» **Text section**
---

Re: Rotary engines

Erik Pilawskii (
Wed, 7 Dec 1994 14:25:30 -0800 (PST)

> John,
> The rotary engine was developed as a light weight alternative to the water
> cooled automobile engines then in use. By spining the motor it was possible
> to air cool a high horse power engine and prevent engine failure due to poor
> iginition timing ( the fly wheel action would carry the motor over rough spots
> and the cooling would allow higher combustion temperatures).
> Although the conventional radial engine as we know it today was in
> development, because of over heating and pre-detonation it was notoriously
> unreliable and wasn't really prefected until the 1920's. The simple turth of
> the matter was, despite all it's short commings the the rotary was the most
> compact, highest power to weight ratio aero engine availble for the major part
> of WWI. Advances in motor consrtuction would allow the development of more
> powerful liquid cooled inline motors as the war progressed but the rotary was
> still lighter and simpler to operate and maintain in the field.

---

» **Extracted entries**
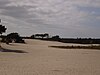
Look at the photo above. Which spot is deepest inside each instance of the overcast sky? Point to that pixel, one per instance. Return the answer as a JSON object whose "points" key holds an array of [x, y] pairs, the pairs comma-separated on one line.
{"points": [[67, 18]]}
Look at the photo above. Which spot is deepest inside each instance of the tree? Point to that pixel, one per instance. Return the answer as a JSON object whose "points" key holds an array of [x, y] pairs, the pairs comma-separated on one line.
{"points": [[2, 29]]}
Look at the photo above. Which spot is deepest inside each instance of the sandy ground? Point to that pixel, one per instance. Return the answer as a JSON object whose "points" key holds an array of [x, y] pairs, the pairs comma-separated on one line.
{"points": [[44, 60]]}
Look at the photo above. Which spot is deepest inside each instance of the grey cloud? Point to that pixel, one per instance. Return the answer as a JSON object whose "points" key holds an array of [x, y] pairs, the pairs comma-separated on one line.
{"points": [[65, 17]]}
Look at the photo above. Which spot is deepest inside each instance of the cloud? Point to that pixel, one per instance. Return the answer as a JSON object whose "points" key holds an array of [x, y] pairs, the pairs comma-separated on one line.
{"points": [[68, 18]]}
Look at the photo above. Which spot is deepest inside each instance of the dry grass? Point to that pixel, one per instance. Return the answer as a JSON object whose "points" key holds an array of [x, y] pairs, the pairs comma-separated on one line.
{"points": [[44, 60]]}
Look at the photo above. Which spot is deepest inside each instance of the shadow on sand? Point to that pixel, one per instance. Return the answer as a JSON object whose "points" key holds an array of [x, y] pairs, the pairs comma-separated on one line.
{"points": [[14, 51]]}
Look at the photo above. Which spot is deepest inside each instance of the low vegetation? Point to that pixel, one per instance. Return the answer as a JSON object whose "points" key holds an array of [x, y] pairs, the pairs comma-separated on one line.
{"points": [[78, 47]]}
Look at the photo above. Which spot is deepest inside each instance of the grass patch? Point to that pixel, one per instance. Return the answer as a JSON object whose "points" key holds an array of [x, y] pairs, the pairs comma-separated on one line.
{"points": [[77, 47]]}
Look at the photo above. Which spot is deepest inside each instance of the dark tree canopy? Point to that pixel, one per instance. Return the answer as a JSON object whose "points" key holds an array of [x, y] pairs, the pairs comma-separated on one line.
{"points": [[2, 29]]}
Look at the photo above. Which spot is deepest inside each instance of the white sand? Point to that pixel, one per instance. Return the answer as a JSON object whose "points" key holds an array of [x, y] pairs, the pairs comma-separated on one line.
{"points": [[44, 60]]}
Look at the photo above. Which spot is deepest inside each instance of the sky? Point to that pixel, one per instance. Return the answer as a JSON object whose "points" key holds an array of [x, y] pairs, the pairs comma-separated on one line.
{"points": [[66, 18]]}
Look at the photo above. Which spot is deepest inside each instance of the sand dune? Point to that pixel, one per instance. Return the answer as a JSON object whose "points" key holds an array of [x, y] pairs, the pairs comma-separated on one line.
{"points": [[43, 60]]}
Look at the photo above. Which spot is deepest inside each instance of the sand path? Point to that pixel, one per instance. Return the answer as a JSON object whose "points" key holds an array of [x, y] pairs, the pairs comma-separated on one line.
{"points": [[44, 60]]}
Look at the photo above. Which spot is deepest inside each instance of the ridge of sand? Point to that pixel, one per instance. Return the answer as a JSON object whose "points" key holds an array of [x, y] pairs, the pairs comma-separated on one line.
{"points": [[43, 60]]}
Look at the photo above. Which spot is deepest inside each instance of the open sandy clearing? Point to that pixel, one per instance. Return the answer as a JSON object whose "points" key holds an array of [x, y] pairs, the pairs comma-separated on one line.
{"points": [[44, 60]]}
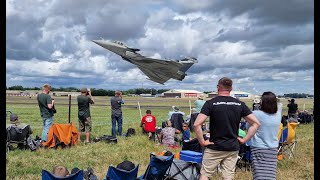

---

» **Directive**
Can you update the rotary engine post from "Re: Rotary engines" to "higher combustion temperatures)." and write that part out again with "fly wheel" changed to "flywheel"?

» **Response to this task**
Re: Rotary engines

Erik Pilawskii (
Wed, 7 Dec 1994 14:25:30 -0800 (PST)

> John,
> The rotary engine was developed as a light weight alternative to the water
> cooled automobile engines then in use. By spining the motor it was possible
> to air cool a high horse power engine and prevent engine failure due to poor
> iginition timing ( the flywheel action would carry the motor over rough spots
> and the cooling would allow higher combustion temperatures).